═════ GIVEN PASSAGE

# Advice for coyotes, don't hang out @ the rifle range.



## Huge29 (Sep 17, 2007)

I was at the Bountiful Lions Club rifle range when a yote walks right through the backstop of the range. The rangemaster gave the go to the guy shooting...of all calibers a .416 350 grain solid bullet. I thought end of story as he collapsed. We couldn't find him back there, not like you want to be going all over looking with bullets whizzing over your head. Apparently, he trotted off w/o so much as a limp as we went looking for him. So, if a 350 grain can't put one down, obviously a solid bullet is not optimal, I can certainly better understand some of the issue with teh 204 and other caliblers that have created issues. I don't know where he was hit, but when I hit a fox with my 7 mag from 55 yards, there was not so much as a flinch


----------



## Al Hansen (Sep 7, 2007)

Ahhhhhhh. Bullet placement is always the key. :roll: :O•-:


----------



## MadHunter (Nov 17, 2009)

══════════

» **WHAT TO DO**:
a. Say whether each statement agrees with the rifle range thread, answering yes or no and quoting the deciding words: (i) the shooter fired a .416 with a 350 grain solid bullet; (ii) the coyote was found dead behind the backstop; (iii) Huge29 hit a fox with a 7 mag from 55 yards.
b. Carry on the rifle range thread from where it stops.
The data after the rifle range thread is separate material.

═════ DATASET ROWS

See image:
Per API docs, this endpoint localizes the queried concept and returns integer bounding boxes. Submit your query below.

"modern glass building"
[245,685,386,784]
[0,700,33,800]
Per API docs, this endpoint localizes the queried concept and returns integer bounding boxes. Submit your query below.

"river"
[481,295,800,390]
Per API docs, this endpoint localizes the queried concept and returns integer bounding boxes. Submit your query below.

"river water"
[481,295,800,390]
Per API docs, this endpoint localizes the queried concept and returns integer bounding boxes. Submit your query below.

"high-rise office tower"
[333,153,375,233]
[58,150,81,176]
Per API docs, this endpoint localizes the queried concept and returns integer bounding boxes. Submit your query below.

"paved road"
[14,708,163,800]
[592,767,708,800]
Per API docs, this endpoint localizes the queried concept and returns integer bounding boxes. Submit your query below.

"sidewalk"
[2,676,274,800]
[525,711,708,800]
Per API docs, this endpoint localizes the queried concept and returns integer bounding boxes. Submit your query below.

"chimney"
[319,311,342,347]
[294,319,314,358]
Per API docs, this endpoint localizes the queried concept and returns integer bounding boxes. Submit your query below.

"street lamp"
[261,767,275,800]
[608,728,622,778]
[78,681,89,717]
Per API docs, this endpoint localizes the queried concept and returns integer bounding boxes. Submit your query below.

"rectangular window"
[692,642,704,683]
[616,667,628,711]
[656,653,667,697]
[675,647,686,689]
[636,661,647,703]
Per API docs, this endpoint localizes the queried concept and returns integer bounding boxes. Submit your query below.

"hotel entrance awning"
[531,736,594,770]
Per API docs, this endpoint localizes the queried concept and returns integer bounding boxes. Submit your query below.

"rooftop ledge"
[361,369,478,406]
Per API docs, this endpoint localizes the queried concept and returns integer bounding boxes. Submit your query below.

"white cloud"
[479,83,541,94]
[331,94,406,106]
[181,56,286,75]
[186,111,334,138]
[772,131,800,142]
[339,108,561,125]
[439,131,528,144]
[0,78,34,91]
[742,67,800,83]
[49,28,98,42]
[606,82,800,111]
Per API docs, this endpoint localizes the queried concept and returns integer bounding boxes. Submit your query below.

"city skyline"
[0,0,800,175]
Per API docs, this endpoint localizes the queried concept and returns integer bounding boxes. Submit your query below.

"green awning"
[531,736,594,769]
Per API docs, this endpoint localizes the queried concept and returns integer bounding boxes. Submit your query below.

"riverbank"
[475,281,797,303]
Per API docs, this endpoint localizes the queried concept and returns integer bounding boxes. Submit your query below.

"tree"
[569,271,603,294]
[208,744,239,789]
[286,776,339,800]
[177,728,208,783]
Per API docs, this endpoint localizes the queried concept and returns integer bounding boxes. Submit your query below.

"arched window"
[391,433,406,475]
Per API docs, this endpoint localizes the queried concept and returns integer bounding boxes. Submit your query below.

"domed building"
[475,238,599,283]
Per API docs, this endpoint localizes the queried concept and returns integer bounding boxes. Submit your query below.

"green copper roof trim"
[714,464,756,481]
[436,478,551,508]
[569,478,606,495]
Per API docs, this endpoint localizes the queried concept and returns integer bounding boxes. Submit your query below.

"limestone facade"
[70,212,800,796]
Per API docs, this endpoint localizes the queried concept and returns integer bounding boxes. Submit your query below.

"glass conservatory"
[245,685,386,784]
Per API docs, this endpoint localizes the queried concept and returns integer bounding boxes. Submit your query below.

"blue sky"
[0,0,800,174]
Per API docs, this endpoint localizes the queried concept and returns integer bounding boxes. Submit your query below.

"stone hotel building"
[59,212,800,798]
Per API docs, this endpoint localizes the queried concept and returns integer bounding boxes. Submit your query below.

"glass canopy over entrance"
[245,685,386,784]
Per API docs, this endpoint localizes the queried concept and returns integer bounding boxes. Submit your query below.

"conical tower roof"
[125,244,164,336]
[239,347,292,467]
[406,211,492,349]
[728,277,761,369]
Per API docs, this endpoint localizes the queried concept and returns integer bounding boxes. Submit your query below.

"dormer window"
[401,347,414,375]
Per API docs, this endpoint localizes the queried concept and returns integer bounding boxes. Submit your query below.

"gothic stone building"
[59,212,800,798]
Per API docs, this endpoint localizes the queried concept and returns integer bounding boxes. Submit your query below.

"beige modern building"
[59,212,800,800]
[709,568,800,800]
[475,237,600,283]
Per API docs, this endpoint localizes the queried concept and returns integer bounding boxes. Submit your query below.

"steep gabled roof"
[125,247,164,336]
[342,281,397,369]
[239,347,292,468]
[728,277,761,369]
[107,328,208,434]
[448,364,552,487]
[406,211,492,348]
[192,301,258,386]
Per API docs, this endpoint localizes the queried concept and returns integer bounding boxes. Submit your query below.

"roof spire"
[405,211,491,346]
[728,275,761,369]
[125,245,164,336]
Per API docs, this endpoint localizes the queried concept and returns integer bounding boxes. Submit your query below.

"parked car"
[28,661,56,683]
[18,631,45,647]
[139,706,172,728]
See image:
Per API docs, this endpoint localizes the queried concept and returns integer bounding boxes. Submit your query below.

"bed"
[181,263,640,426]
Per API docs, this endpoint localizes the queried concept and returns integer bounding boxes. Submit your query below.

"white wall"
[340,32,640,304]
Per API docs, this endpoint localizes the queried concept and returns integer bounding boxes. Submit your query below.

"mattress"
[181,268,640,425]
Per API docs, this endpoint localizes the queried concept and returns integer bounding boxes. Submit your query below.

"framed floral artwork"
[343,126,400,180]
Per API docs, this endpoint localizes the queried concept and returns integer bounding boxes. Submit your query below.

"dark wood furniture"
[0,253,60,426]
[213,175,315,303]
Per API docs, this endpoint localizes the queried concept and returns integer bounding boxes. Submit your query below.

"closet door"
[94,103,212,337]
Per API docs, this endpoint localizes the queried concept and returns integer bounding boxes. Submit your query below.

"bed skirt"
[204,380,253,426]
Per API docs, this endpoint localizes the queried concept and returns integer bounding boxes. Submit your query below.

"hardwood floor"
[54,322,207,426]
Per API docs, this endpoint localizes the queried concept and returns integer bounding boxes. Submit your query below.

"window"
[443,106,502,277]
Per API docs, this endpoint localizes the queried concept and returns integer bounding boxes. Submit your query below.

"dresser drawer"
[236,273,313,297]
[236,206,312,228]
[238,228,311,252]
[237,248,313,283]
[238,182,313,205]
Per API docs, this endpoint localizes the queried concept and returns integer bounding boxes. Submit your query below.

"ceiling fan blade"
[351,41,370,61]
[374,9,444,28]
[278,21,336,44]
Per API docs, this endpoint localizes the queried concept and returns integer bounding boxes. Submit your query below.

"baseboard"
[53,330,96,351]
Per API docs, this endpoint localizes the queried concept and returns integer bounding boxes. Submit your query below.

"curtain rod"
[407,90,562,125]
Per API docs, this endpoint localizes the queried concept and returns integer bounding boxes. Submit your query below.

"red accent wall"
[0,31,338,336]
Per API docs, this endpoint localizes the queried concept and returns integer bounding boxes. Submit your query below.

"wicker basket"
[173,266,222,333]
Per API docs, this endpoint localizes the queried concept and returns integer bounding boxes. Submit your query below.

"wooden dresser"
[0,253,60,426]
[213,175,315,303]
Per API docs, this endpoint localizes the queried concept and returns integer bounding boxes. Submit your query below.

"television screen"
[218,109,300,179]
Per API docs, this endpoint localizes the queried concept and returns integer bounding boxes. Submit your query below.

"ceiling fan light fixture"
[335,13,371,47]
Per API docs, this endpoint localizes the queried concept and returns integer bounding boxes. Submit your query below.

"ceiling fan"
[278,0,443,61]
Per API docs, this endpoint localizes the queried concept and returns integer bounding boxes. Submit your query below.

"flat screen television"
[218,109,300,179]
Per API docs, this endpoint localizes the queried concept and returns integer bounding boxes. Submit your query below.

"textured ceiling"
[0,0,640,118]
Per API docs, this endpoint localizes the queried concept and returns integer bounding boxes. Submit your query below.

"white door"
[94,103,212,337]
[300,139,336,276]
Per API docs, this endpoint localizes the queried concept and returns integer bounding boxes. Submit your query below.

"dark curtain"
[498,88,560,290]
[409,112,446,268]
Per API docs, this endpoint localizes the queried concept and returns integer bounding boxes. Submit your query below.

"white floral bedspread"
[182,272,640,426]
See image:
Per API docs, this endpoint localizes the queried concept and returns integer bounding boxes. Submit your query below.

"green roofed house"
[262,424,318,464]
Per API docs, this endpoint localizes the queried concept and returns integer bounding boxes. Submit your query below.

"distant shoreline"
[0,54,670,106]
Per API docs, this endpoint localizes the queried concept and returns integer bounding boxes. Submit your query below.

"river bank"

══════════

» **THE REPLIES**:
a.
(i) Yes: "of all calibers a .416 350 grain solid bullet"
(ii) No: "Apparently, he trotted off w/o so much as a limp as we went looking for him."
(iii) Yes: "when I hit a fox with my 7 mag from 55 yards"

b.
Could it be that a coyote's tissue is too soft for a solid to make any kind of considerable damage. If the placement was not right you may have gottena through-and-through shot and the coyote ran for dear life. Keep in mind that these bullets are made for very hard skined and boned animals. The resistance of these hard tissues towards the bullet is what creates damage and brings them down.

Just a thought, interesting scenario though.


----------



## swbuckmaster (Sep 14, 2007)

Ya if it wad hit the bullet went straight through. Probably still killed it though. 

I had a coyote walk in front of me one year on the shooting range by big cottonwood canyon. I was sighting in. 17 hmr and ut was dead on. The coyote took one in the chest and wad knocked to the ground. It got back up and took off. 
Proper bullet is the key . Over or under proper caliber and your asking for trouble!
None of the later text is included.